=== Ausgangstext ===
Francesca Verunelli

Die Herausforderung des Komponierens bestehe darin, die Mikrozeit eines jeden Klangs mit der Makrozeit des Hörens in Einklang zu bringen, erklärt Francesca Verunelli. Der Aspekt Zeit spielt in ihren Kompositionen eine zentrale Rolle. So entwickelt sich ihr Stück „From scratch“ (2024) für Orchester aus einem perkussiven Schaben oder Kratzen und legt nach und nach die Obertonspektren frei, inklusive deren Rhythmik. In vielen ihrer Kompositionen geht es um andere Stimmungssysteme, wie in dem Violoncello Solo „Ultimi fiori“ (2017), in dem Achteltöne Schwebungen hervorbringen. In „VicentinoOo“ (2024) tritt sie in Dialog mit Alter Musik: dabei stellt sie ihre eigene Kompositionen Nicola Vicentinos Madrigalen aus dem 16. Jahrhundert gegenüber, der damals ein System aus 31 Tönen pro Oktave entwickelt hat. Auf sehr alte Volkslieder beziehen sich auch zwei Abschnitte aus „Songs & Voices“ (2023) für die Neuen Vocalsolisten Stuttgart, Instrumente und Elektronik. In ihrem integrierten Ensemblestück „Five Songs (Kafka’s sirens)“ (2016) komponiert Verunelli sozusagen Lieder ohne Worte. „Gesang ohne Stimme und eine Stimme ohne Gesang“, also Konsonanten ohne stimmhafte Laute, nennt Verunelli die beiden Extreme in diesem Stück.

Als Italienerin studierte Francesca Verunelli (*1979) in Florenz und Rom Komposition und Klavier, danach Computermusik am IRCAM in Paris. In einem Doktoratsstudium an der Universität Paris Sciences & Lettres vertiefte sie ihre kompositorische Forschung zu experimentellen Spieltechniken und philosophische Ansätze. Sie lehrt seit 2025 an der Hochschule Luzern.

Zu ihren Preisen und Auszeichnungen gehören der silberne Löwe der Biennale in Venedig 2010, der Förderpreis Komposition der Ernst von Siemens Musikstiftung 2020 sowie der Premio della critica musicale Franco Abbiati 2022 der italienischen Musikkritik Vereinigung, außerdem der Orchesterpreis des SWR für „Tune and retune II“ bei den Donaueschinger Musiktagen 2023. Aufenthaltstipendien führten Verunelli u. a. an die Villa Medici Rom, Casa de Velasquez Madrid und GMEM Marseille.
=== Daten ===
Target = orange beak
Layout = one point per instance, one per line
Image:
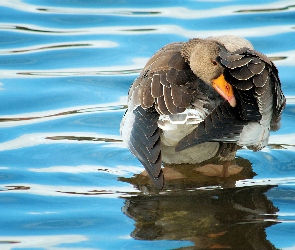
(224, 89)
===
(Arbeitsaufträge):
**a.** Schreibe den Abschnitt des Ausgangstextes, der mit den Worten „Als Italienerin studierte“ beginnt und mit „und GMEM Marseille.“ endet, noch einmal ab und ersetze darin „Komposition und Klavier“ durch „Klavier und Komposition“.
**b.** Entscheide für jede Aussage, ob sie mit dem Ausgangstext übereinstimmt: (i) Verunelli lehrt seit 2025 an der Hochschule Luzern. (ii) Den Orchesterpreis des SWR erhielt sie für „From scratch“. (iii) Vicentino entwickelte ein System aus 24 Tönen pro Oktave. Antworte jeweils mit Ja oder Nein und zitiere die entscheidenden Worte des Textes wörtlich.

(Lösungen):
**a.**
Als Italienerin studierte Francesca Verunelli (*1979) in Florenz und Rom Klavier und Komposition, danach Computermusik am IRCAM in Paris. In einem Doktoratsstudium an der Universität Paris Sciences & Lettres vertiefte sie ihre kompositorische Forschung zu experimentellen Spieltechniken und philosophische Ansätze. Sie lehrt seit 2025 an der Hochschule Luzern.

Zu ihren Preisen und Auszeichnungen gehören der silberne Löwe der Biennale in Venedig 2010, der Förderpreis Komposition der Ernst von Siemens Musikstiftung 2020 sowie der Premio della critica musicale Franco Abbiati 2022 der italienischen Musikkritik Vereinigung, außerdem der Orchesterpreis des SWR für „Tune and retune II“ bei den Donaueschinger Musiktagen 2023. Aufenthaltstipendien führten Verunelli u. a. an die Villa Medici Rom, Casa de Velasquez Madrid und GMEM Marseille.

**b.**
(i) Ja: „Sie lehrt seit 2025 an der Hochschule Luzern.“
(ii) Nein: „der Orchesterpreis des SWR für „Tune and retune II“ bei den Donaueschinger Musiktagen 2023“
(iii) Nein: „der damals ein System aus 31 Tönen pro Oktave entwickelt hat“